Data shown -
☆ ☆ ☆ ☆ ☆ ☆ ☆
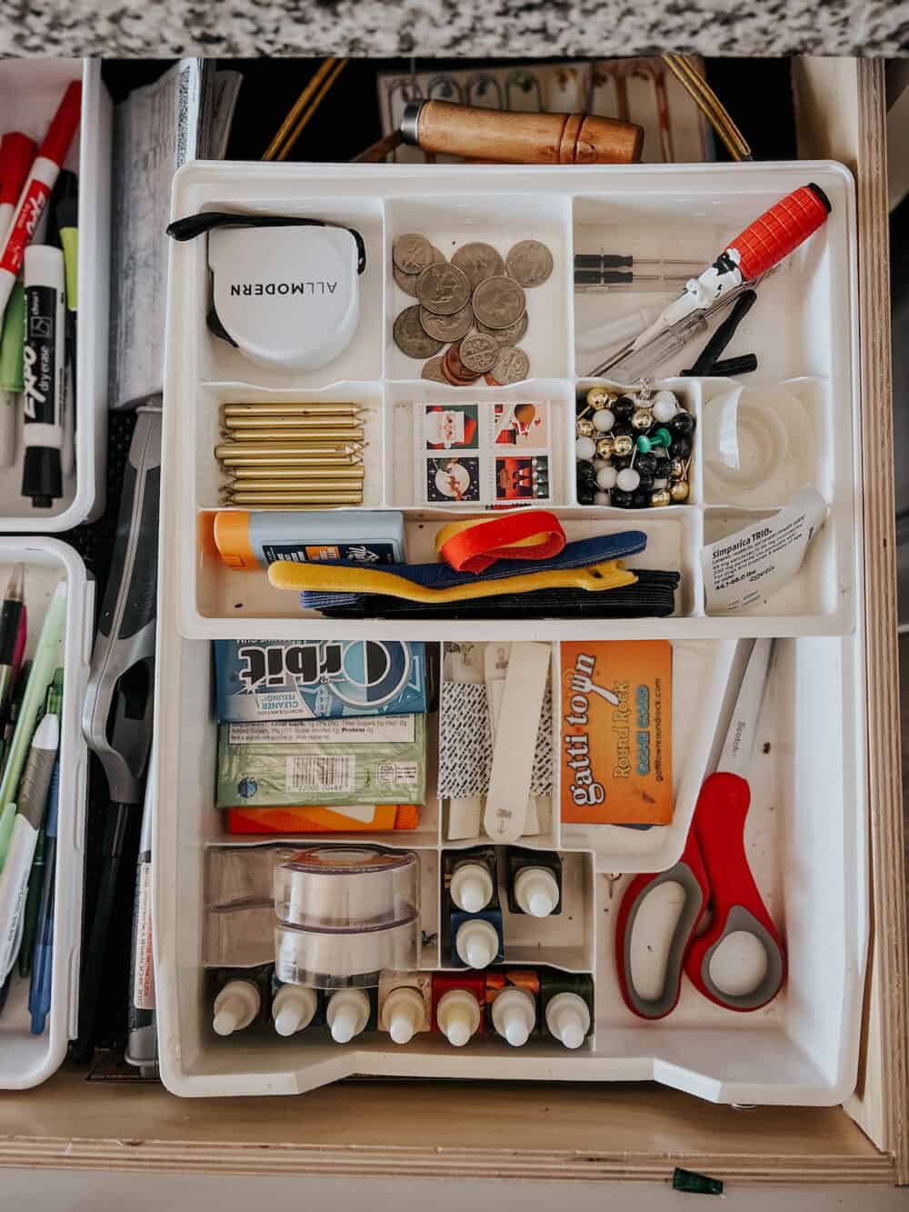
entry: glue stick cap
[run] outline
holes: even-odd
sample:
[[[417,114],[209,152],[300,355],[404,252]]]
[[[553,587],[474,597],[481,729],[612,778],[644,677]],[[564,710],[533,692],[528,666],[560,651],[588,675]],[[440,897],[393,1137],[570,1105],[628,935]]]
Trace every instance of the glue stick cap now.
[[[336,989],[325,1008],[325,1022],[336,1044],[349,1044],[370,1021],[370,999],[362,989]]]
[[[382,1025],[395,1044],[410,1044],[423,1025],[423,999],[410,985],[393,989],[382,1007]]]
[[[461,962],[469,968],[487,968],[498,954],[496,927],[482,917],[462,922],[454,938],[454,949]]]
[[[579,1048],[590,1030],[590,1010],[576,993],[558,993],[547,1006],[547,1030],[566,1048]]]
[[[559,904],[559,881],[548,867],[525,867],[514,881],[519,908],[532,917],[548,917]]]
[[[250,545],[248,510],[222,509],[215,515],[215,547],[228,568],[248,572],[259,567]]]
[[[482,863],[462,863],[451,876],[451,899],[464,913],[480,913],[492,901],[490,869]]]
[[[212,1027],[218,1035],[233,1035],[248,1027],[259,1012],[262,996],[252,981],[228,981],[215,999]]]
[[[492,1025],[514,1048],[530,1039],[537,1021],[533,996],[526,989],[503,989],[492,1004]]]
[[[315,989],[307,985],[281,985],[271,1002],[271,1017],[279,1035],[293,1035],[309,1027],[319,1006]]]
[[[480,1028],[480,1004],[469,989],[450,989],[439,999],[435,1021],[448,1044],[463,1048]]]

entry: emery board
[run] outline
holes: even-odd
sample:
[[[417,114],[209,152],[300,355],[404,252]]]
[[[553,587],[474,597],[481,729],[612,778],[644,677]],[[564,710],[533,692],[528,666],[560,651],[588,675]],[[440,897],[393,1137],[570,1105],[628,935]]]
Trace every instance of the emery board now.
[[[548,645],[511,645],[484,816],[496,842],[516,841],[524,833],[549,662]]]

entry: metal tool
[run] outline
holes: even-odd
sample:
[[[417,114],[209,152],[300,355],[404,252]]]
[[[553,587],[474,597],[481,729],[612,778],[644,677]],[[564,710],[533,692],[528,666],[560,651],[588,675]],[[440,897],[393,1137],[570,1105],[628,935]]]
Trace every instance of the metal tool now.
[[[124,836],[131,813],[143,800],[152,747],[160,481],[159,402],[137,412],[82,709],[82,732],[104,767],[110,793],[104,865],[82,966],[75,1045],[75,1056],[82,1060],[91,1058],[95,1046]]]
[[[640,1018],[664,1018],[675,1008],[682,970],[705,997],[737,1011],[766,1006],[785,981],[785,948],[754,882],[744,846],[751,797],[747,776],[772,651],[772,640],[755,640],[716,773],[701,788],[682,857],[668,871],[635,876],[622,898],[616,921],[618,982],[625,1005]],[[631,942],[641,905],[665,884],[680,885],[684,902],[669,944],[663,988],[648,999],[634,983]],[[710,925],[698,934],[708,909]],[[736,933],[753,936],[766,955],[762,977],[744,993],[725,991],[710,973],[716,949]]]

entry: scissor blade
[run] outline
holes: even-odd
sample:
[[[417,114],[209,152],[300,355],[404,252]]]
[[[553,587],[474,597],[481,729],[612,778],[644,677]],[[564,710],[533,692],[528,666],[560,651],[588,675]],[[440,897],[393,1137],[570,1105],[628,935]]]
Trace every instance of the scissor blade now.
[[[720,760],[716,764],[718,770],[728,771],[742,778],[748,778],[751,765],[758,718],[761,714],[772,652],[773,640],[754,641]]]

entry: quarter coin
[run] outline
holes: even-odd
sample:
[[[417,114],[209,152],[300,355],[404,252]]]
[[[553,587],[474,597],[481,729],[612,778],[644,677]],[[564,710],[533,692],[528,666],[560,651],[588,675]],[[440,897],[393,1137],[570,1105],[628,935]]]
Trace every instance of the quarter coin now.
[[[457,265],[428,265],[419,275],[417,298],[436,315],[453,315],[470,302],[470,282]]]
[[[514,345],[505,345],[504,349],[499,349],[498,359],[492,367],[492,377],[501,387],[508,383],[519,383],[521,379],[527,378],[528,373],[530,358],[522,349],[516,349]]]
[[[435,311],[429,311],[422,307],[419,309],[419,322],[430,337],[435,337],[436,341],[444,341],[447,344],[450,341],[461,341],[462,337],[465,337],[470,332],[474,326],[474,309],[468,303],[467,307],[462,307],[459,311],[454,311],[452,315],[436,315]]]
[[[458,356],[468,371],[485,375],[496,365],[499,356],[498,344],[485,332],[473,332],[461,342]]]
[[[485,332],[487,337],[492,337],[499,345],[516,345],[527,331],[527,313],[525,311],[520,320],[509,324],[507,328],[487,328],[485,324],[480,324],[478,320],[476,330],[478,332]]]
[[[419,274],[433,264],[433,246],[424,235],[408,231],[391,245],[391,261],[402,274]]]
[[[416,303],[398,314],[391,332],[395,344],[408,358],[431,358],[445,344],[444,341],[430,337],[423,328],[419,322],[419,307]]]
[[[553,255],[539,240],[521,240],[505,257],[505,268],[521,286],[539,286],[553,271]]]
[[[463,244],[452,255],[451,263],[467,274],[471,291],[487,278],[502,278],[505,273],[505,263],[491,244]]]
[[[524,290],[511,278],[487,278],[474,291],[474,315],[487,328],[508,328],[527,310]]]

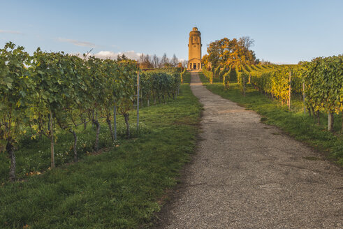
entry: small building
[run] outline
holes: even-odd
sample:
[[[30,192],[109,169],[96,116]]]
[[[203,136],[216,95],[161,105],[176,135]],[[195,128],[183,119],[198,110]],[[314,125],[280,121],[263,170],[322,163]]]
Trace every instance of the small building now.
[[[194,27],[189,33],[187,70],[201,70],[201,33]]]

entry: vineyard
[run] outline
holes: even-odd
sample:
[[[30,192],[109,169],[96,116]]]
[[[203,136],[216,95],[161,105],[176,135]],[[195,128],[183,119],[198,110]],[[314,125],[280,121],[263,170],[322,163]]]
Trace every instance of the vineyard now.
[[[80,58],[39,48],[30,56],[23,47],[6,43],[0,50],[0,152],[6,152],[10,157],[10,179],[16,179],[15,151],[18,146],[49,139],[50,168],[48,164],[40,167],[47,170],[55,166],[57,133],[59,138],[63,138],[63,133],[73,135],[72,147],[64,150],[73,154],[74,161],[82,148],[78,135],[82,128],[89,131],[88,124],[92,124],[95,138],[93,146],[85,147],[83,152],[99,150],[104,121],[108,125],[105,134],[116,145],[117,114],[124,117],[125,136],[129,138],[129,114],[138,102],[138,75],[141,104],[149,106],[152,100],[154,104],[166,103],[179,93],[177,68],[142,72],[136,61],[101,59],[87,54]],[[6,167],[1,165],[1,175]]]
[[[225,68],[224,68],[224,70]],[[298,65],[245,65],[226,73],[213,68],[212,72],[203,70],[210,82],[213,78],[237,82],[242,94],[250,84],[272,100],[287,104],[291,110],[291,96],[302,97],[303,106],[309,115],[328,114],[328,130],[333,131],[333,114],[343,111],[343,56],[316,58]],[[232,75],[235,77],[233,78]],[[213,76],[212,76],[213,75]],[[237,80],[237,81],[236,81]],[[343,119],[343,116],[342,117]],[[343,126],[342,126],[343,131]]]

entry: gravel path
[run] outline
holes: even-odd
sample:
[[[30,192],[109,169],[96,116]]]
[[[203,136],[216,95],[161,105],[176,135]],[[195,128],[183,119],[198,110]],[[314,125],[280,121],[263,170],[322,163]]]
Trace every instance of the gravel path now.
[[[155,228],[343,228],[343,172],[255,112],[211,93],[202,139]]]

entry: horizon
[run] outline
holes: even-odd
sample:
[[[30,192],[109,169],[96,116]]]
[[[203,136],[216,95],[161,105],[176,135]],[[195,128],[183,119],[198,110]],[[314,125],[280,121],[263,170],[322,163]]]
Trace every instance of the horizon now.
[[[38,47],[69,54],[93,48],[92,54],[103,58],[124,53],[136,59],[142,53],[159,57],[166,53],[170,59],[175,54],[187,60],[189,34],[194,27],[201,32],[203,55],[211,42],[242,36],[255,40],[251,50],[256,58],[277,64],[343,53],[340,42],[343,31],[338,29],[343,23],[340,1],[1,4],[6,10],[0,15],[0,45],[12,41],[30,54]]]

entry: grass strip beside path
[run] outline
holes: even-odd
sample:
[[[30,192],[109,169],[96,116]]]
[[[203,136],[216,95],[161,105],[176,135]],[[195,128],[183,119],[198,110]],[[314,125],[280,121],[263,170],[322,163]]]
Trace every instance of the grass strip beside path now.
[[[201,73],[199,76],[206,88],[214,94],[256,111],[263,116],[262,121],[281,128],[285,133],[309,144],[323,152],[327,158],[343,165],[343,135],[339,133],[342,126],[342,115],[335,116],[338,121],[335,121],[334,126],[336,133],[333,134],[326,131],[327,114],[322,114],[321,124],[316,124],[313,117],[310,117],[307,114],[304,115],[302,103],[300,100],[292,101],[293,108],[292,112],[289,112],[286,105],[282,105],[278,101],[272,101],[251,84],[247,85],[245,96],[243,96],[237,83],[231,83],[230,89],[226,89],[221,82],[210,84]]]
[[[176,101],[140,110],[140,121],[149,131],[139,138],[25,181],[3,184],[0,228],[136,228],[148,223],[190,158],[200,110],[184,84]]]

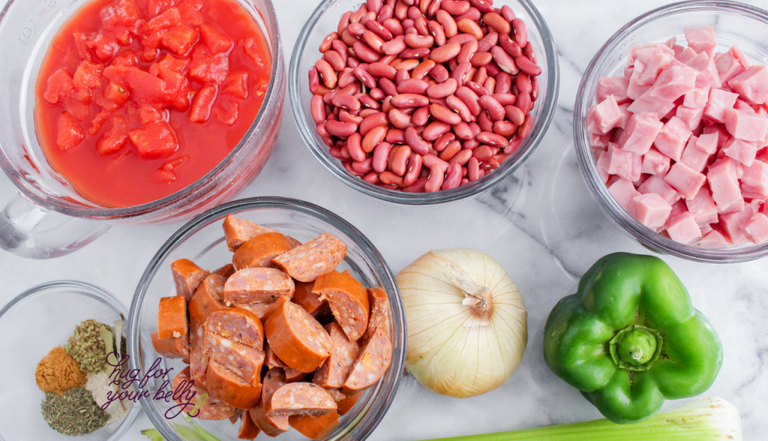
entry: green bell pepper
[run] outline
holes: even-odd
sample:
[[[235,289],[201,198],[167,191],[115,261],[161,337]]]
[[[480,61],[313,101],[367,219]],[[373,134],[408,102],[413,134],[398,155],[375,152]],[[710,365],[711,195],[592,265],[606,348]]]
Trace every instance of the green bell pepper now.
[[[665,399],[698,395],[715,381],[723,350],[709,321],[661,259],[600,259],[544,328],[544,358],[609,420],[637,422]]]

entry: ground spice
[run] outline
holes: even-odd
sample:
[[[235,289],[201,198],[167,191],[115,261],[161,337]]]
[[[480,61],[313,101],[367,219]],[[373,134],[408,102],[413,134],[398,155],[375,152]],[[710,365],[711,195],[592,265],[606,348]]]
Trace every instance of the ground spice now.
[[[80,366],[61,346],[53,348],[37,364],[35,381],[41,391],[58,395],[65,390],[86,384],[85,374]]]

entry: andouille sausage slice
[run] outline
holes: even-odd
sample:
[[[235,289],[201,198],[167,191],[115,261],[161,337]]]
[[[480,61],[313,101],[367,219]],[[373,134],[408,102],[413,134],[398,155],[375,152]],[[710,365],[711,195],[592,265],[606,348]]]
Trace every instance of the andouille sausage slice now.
☆ ☆ ☆ ☆ ☆ ☆ ☆
The task -
Edit the part of the data that opens with the line containing "entry: small building" and closes with the line containing "[[[194,27],[189,33],[187,70],[201,70],[201,33]]]", including both of those lines, so that "even-odd" becomes "nonzero" and nothing else changes. Give back only that part.

Written solution -
entry: small building
[run] outline
holes: nonzero
sample:
[[[30,192],[109,169],[96,116]]]
[[[203,136],[216,95],[161,105],[176,135]],[[195,128],[183,119],[198,110]],[[314,125],[280,121],[263,170],[322,163]]]
Trace every instance of the small building now.
[[[194,27],[189,33],[187,70],[201,70],[201,33]]]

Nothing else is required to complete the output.